EXERCISE REQUIREMENTS ->
Output only the span of lines that begins at the line containing "For this drill the class indicates the crowd" and ends at the last line of the data, both included, exactly as they appear.

━━ DATA FOR THE TASK

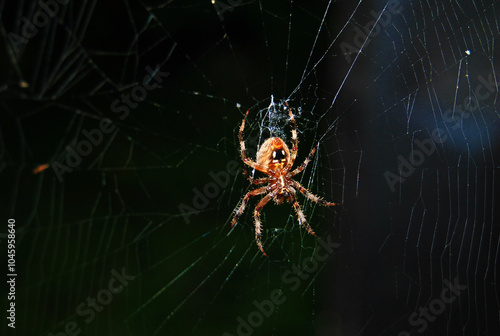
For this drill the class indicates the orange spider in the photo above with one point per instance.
(275, 160)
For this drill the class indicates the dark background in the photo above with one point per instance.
(119, 208)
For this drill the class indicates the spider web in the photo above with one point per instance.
(402, 98)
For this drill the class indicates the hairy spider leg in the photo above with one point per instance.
(302, 217)
(244, 202)
(310, 195)
(305, 163)
(295, 141)
(258, 225)
(243, 150)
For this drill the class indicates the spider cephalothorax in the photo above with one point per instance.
(275, 159)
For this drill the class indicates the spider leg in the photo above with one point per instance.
(302, 217)
(243, 150)
(258, 224)
(244, 202)
(295, 146)
(305, 163)
(311, 196)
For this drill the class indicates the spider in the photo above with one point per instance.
(275, 159)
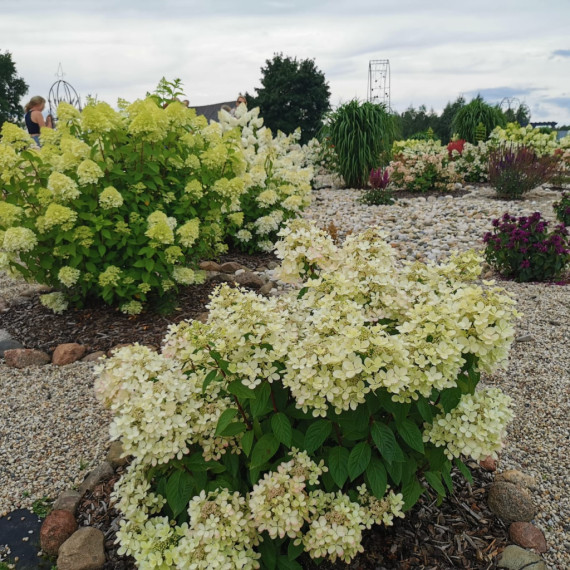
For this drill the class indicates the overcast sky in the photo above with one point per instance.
(437, 49)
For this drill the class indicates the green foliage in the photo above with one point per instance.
(360, 133)
(167, 92)
(294, 94)
(118, 207)
(515, 170)
(480, 132)
(467, 119)
(523, 248)
(12, 89)
(562, 208)
(443, 128)
(414, 123)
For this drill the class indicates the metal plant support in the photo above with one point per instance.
(62, 91)
(379, 81)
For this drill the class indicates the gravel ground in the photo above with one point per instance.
(52, 429)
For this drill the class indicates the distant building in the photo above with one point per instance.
(211, 111)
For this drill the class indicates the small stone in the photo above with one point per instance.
(115, 455)
(57, 527)
(113, 349)
(93, 357)
(84, 550)
(488, 464)
(8, 344)
(524, 338)
(22, 357)
(516, 558)
(209, 266)
(528, 536)
(67, 353)
(67, 501)
(249, 279)
(231, 267)
(511, 502)
(101, 472)
(517, 477)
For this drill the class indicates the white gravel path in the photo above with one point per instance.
(52, 429)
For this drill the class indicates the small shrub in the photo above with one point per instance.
(515, 170)
(477, 119)
(420, 166)
(523, 249)
(251, 436)
(562, 208)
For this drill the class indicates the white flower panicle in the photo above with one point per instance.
(475, 427)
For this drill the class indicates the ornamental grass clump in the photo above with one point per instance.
(360, 133)
(523, 249)
(284, 427)
(515, 170)
(562, 208)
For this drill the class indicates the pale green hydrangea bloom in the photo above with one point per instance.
(9, 214)
(19, 240)
(56, 215)
(188, 233)
(64, 189)
(111, 276)
(68, 276)
(110, 197)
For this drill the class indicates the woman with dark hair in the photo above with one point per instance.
(34, 118)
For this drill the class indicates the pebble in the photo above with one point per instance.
(48, 445)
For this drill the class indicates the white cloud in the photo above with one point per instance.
(121, 49)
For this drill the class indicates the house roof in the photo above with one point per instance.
(211, 111)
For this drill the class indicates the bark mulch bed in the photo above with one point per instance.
(459, 533)
(100, 327)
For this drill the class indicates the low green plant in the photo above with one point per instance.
(467, 120)
(562, 208)
(360, 133)
(252, 436)
(523, 249)
(515, 170)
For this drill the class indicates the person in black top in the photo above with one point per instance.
(34, 118)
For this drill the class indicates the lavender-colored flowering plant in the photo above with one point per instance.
(523, 248)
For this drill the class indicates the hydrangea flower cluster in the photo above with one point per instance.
(419, 166)
(241, 478)
(148, 190)
(278, 174)
(474, 428)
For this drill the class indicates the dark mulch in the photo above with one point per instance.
(459, 533)
(100, 327)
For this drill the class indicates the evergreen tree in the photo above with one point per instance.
(12, 89)
(293, 94)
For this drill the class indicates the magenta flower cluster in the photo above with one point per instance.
(523, 248)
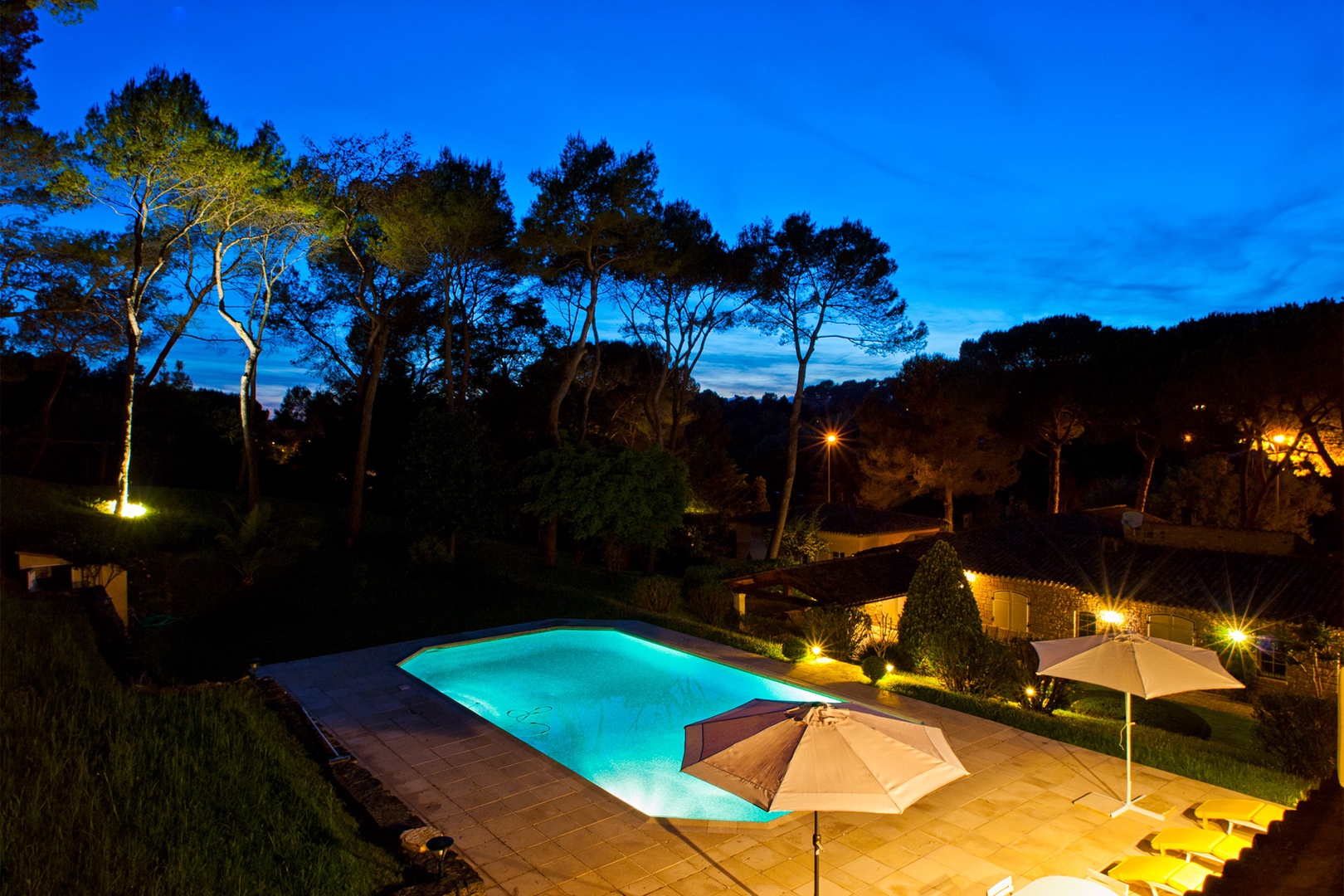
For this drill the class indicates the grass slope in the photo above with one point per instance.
(113, 790)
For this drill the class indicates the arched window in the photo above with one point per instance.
(1012, 611)
(1177, 629)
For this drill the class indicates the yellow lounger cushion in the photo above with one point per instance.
(1253, 813)
(1166, 872)
(1199, 841)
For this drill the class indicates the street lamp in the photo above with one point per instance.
(830, 440)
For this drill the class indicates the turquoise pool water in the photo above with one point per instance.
(608, 705)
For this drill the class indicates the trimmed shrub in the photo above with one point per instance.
(1166, 715)
(1298, 731)
(795, 649)
(1040, 694)
(969, 663)
(940, 603)
(839, 631)
(656, 592)
(713, 603)
(874, 666)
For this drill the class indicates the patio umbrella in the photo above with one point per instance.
(821, 757)
(1137, 665)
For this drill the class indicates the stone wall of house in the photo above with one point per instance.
(1053, 607)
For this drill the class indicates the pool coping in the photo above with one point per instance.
(533, 826)
(654, 635)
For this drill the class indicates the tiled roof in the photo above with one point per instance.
(1089, 553)
(854, 520)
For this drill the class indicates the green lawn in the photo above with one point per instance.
(188, 790)
(156, 791)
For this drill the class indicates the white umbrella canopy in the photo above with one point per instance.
(819, 757)
(1136, 665)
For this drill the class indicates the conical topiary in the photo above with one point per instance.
(938, 601)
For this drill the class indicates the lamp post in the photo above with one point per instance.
(830, 440)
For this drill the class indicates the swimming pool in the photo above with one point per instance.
(608, 705)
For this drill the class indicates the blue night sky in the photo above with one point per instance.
(1142, 163)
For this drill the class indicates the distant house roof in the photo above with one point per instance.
(1089, 551)
(854, 520)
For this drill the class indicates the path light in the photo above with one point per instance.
(128, 511)
(440, 846)
(830, 440)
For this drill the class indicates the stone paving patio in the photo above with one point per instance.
(533, 826)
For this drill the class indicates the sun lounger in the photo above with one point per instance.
(1249, 813)
(1210, 844)
(1160, 874)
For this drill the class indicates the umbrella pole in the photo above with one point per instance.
(1129, 777)
(816, 856)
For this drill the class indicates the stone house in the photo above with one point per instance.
(1113, 568)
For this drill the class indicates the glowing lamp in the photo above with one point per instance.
(128, 511)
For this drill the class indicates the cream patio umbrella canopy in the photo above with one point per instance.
(821, 757)
(1137, 665)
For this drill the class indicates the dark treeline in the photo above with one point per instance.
(1203, 425)
(465, 382)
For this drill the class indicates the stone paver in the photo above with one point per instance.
(533, 828)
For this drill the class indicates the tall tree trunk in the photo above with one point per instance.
(247, 388)
(1149, 450)
(45, 416)
(587, 392)
(366, 427)
(572, 368)
(446, 351)
(1057, 450)
(466, 356)
(128, 411)
(791, 466)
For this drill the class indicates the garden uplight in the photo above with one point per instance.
(128, 511)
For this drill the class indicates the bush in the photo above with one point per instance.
(969, 663)
(938, 602)
(874, 666)
(1153, 713)
(713, 603)
(1040, 694)
(1298, 731)
(839, 631)
(656, 592)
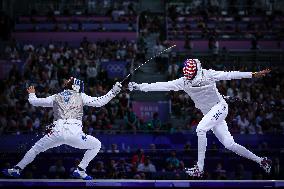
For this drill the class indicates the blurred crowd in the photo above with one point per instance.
(47, 66)
(256, 108)
(151, 164)
(255, 105)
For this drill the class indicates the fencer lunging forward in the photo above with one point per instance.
(200, 85)
(67, 113)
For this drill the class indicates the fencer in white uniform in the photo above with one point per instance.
(67, 112)
(200, 85)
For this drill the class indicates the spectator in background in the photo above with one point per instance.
(92, 73)
(138, 157)
(113, 149)
(122, 168)
(153, 149)
(147, 166)
(173, 71)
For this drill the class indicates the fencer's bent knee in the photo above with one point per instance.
(229, 143)
(34, 151)
(97, 144)
(200, 132)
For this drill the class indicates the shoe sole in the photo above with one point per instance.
(78, 176)
(6, 173)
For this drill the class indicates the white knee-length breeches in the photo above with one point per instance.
(215, 120)
(67, 132)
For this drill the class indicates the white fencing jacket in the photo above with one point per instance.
(69, 103)
(202, 89)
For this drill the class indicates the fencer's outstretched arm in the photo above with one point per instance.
(102, 100)
(43, 102)
(174, 85)
(222, 75)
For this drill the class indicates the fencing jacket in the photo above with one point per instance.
(202, 89)
(69, 103)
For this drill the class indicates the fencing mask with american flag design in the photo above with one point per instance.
(190, 68)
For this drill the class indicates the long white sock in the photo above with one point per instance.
(242, 151)
(27, 159)
(88, 156)
(202, 143)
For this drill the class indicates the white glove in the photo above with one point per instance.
(133, 86)
(116, 88)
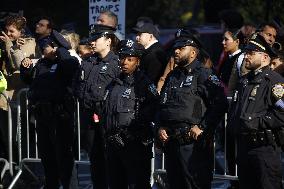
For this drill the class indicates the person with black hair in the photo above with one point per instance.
(130, 109)
(258, 119)
(277, 63)
(154, 59)
(94, 75)
(192, 104)
(231, 44)
(269, 32)
(52, 103)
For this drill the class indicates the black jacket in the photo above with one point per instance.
(260, 102)
(51, 80)
(131, 100)
(93, 77)
(192, 95)
(154, 61)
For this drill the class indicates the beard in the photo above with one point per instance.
(251, 65)
(180, 61)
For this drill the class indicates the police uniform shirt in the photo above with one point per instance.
(94, 77)
(260, 104)
(192, 95)
(131, 98)
(49, 79)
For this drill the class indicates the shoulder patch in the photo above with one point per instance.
(214, 79)
(278, 90)
(153, 89)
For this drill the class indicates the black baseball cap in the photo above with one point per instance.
(184, 37)
(129, 47)
(54, 39)
(98, 30)
(147, 28)
(258, 43)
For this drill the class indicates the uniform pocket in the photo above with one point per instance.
(125, 111)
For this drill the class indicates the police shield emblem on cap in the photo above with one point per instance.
(254, 90)
(153, 89)
(214, 79)
(129, 43)
(126, 93)
(278, 90)
(178, 33)
(253, 36)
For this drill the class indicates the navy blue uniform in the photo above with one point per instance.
(192, 95)
(94, 77)
(53, 104)
(257, 120)
(130, 109)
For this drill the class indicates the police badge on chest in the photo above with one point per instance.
(253, 92)
(126, 93)
(187, 82)
(104, 68)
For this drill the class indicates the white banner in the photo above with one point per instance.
(116, 6)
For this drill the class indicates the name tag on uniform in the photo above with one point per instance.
(187, 82)
(126, 93)
(53, 68)
(104, 68)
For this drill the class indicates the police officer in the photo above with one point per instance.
(130, 109)
(95, 75)
(51, 97)
(192, 104)
(258, 119)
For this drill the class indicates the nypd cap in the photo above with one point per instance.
(184, 38)
(98, 30)
(54, 39)
(258, 43)
(130, 48)
(147, 28)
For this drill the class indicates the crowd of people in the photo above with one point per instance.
(134, 94)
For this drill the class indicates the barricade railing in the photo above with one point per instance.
(8, 164)
(35, 159)
(22, 161)
(156, 172)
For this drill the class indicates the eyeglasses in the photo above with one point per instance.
(252, 53)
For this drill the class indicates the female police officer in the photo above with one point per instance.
(95, 75)
(130, 109)
(50, 94)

━━━━

SOLUTION TO THIS EXERCISE ->
For this drill the class indicates the crowd of people in the photo above with one point per instance.
(134, 94)
For this drill the class indicates the barricade railing in the photo above with one point per instance.
(8, 164)
(35, 159)
(22, 161)
(156, 172)
For this drill the class indicates the eyeglasses in the photo above with one point per instance.
(252, 53)
For this drill the class indicates the female police officer in the photo above with one point per instance.
(95, 75)
(130, 109)
(50, 94)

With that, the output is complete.